# What needs to be done
Locate the line that contains "written like <point>519,227</point>." in the entries below, then repeat it and every following line through the line that contains "Query: window frame", exactly, and no others.

====== Dataset extract

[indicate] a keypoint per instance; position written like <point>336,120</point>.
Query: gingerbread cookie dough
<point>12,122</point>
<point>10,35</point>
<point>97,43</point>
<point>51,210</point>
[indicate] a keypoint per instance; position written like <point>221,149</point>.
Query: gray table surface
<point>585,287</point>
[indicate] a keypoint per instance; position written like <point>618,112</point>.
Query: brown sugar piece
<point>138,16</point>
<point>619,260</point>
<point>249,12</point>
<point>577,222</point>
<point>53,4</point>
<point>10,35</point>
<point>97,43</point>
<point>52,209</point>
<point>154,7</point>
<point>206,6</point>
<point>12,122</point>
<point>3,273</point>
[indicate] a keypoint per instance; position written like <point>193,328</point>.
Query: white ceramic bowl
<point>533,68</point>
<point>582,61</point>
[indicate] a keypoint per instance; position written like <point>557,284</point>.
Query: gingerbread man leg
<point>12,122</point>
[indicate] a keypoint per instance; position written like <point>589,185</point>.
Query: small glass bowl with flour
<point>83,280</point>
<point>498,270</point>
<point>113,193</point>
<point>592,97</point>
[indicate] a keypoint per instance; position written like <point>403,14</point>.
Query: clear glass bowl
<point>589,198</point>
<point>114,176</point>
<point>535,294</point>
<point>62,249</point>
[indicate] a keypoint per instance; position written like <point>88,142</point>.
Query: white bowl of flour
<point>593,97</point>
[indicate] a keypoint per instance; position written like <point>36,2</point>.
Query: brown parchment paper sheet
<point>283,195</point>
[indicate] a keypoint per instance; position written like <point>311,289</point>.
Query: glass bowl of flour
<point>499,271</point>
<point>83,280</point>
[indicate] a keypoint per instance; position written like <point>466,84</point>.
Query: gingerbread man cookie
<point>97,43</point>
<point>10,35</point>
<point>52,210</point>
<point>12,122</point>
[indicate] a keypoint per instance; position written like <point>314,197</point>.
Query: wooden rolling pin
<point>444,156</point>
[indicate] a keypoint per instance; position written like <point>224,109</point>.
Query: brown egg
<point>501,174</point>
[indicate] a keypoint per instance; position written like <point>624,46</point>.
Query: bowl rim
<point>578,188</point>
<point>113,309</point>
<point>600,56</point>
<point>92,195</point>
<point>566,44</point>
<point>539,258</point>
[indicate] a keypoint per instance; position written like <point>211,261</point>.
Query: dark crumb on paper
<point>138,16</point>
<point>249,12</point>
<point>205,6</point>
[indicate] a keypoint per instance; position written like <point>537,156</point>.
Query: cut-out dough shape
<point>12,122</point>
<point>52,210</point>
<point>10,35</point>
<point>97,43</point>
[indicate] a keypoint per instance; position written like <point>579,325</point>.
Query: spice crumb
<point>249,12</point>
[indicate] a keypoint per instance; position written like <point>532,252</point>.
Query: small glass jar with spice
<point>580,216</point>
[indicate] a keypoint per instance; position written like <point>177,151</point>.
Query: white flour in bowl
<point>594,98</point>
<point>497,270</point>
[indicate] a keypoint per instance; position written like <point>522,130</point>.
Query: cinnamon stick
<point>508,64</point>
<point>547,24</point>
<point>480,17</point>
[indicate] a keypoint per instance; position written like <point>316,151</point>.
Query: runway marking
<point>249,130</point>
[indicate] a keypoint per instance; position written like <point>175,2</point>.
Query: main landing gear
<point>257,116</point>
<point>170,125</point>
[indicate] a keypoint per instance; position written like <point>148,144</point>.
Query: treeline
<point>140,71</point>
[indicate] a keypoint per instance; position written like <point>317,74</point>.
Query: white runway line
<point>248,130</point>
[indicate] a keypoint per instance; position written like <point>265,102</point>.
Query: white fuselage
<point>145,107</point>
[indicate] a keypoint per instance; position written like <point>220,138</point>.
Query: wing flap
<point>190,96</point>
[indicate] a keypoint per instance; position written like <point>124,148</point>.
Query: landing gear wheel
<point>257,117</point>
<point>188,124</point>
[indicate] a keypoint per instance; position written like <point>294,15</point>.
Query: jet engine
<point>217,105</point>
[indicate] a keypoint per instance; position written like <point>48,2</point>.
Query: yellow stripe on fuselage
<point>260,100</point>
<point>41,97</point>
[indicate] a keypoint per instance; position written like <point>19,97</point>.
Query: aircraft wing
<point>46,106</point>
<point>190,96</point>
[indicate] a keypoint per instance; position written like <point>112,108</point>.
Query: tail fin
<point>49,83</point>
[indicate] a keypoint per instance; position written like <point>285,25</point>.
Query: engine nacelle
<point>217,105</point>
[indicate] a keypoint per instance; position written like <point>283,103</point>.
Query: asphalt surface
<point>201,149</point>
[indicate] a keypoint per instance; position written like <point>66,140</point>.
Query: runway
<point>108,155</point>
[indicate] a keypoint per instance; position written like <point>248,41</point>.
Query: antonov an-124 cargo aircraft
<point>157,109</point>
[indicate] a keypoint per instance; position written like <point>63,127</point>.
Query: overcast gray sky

============
====== Dataset extract

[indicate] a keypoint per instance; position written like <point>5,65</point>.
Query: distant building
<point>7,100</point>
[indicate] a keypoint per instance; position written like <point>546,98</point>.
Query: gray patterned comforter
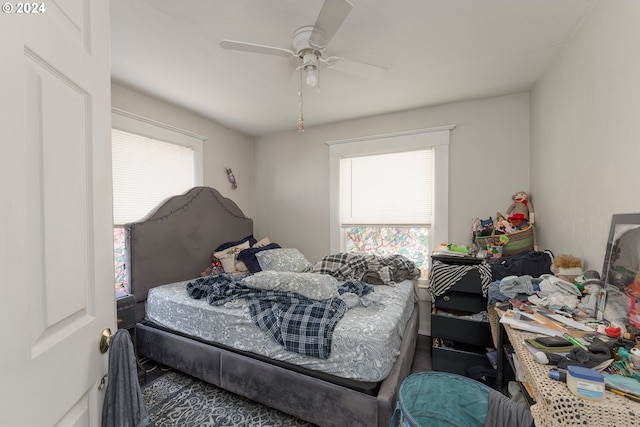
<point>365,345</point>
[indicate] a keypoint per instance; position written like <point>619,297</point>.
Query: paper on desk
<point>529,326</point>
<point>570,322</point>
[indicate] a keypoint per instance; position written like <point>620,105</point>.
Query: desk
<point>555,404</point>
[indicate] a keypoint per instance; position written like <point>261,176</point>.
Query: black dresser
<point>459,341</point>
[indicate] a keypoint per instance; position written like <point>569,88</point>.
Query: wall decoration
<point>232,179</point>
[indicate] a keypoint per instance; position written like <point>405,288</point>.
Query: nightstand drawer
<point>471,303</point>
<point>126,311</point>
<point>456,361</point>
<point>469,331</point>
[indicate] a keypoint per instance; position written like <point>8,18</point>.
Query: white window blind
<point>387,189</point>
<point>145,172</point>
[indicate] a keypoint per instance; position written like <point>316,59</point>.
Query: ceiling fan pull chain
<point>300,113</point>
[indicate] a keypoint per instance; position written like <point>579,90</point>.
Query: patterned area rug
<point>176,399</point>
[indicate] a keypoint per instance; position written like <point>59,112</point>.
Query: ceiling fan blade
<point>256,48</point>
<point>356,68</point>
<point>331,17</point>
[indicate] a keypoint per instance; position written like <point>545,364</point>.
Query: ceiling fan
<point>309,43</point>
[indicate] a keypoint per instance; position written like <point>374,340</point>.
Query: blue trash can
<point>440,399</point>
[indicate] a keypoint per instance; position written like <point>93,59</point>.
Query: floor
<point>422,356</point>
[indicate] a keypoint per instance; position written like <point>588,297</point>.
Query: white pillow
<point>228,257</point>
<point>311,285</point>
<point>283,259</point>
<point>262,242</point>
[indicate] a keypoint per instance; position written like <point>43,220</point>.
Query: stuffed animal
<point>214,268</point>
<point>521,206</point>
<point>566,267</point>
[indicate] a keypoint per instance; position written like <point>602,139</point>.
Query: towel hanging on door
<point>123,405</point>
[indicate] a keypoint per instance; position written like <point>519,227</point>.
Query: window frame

============

# Result below
[indicate] a keypoint per instance; position written like <point>519,227</point>.
Query: window frame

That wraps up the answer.